### Task to complete
Reproduce each of the records below word for word, keeping every line in its original order.

========================

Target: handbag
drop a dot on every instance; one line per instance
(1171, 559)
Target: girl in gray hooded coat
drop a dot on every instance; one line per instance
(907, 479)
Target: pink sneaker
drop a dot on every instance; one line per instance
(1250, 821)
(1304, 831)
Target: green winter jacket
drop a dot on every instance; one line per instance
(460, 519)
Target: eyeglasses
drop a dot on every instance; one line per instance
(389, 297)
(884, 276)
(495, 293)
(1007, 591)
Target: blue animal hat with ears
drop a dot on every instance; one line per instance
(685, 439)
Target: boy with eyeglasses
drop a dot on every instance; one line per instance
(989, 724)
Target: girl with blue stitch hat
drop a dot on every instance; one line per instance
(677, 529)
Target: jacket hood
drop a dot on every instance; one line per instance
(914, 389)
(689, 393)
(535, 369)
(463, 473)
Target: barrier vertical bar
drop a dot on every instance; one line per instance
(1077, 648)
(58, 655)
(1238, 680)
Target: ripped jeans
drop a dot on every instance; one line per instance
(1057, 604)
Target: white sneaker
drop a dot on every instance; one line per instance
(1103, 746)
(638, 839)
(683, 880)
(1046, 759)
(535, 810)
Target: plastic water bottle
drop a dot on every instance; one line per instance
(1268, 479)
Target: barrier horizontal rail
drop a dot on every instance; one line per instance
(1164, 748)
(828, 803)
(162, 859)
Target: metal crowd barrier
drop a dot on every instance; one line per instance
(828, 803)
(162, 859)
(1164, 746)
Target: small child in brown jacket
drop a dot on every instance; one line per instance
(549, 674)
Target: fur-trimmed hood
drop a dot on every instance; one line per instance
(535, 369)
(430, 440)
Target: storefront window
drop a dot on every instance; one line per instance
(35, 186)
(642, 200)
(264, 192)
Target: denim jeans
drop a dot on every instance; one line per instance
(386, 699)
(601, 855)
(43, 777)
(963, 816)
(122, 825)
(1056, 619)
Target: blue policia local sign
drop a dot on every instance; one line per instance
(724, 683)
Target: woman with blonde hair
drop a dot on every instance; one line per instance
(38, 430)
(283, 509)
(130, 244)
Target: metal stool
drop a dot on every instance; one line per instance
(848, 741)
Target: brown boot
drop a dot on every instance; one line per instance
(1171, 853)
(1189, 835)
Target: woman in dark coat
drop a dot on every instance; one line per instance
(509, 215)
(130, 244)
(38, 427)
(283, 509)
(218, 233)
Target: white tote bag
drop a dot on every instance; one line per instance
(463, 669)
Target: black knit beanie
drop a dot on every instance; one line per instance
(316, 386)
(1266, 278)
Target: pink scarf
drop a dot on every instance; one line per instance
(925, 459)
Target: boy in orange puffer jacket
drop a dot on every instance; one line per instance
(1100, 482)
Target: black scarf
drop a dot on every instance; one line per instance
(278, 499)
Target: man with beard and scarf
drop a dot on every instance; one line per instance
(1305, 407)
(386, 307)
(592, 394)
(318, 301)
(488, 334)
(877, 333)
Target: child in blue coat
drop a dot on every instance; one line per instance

========================

### Result of this exercise
Target: handbag
drop a dot on every instance; one line per instance
(1171, 559)
Target: girl in gray hooded coat
drop a dot on every instance; one line per instance
(907, 479)
Target: pink sneaker
drop a dot on every instance; one line per instance
(1250, 821)
(1304, 831)
Target: green winter jacket
drop a dot on every instance; one line per instance
(460, 519)
Target: eyeglasses
drop a dot on every instance; one line per instance
(389, 297)
(884, 276)
(495, 293)
(1007, 591)
Target: blue animal hat with ears
drop a dot on every instance; one line per instance
(685, 439)
Target: boy with eyeglasses
drop a dot on every instance; one line per instance
(989, 724)
Target: girl with blue stitch hat
drop a dot on every instance; one line per instance
(677, 529)
Target: jacket hood
drop a dot on every instance; one line per instance
(914, 389)
(689, 393)
(535, 369)
(463, 473)
Target: barrier vertical bar
drop a dot on every instance; one line per instance
(1077, 648)
(58, 655)
(1238, 680)
Target: ripped jeans
drop a dot on every instance; one line per instance
(1057, 604)
Target: white sneaker
drop a dot on every instance; one line per instance
(1103, 746)
(638, 839)
(683, 880)
(1046, 759)
(535, 810)
Target: plastic water bottle
drop a dot on every instance; one line per instance
(1268, 479)
Target: barrier horizontal rail
drop a dot on every instance; one line per instance
(1164, 748)
(828, 803)
(162, 859)
Target: metal crowd barrier
drop a dot on every instance; one line per instance
(828, 803)
(162, 859)
(1164, 746)
Target: small child in brown jacket
drop a dot on every instance; one line per instance
(549, 674)
Target: fur-trimmed hood
drop a dot on every instance; one line per instance
(535, 369)
(430, 440)
Target: storefront window
drop a dot on every instance; one line per instance
(35, 186)
(642, 200)
(264, 192)
Target: denim jeans
drop a dot on every instance; one line per instance
(386, 699)
(601, 855)
(43, 777)
(963, 816)
(122, 825)
(1056, 619)
Target: blue policia local sign
drop a dot on every instance; one line per instance
(724, 683)
Target: woman with blonde hair
drop a dot on every instance; one line per instance
(38, 430)
(283, 509)
(130, 244)
Target: metal stool
drop a dot on every instance; one line per instance
(848, 741)
Target: brown boot
drop a dot on every instance; one line per instance
(1171, 853)
(1189, 835)
Target: woman in dark coat
drop a dot on every instance; one line per instance
(509, 215)
(130, 244)
(38, 427)
(283, 509)
(218, 233)
Target: white tote bag
drop a dot on every instance; one line per instance
(463, 669)
Target: black knit beanie
drop a dot on every instance; one line per instance
(316, 386)
(1266, 278)
Target: pink scarf
drop a dot on every instance; one line per instance
(925, 459)
Target: boy in orange puffer jacket
drop a dot on every instance; one line per instance
(1100, 482)
Target: black scarf
drop a dot on every instance; one line per instance
(278, 499)
Target: man with beard and scarf
drop a dot on every instance; one line per instance
(1305, 407)
(386, 307)
(592, 394)
(318, 301)
(488, 334)
(877, 333)
Target: child in blue coat
drop a dot on every instance; one line per instance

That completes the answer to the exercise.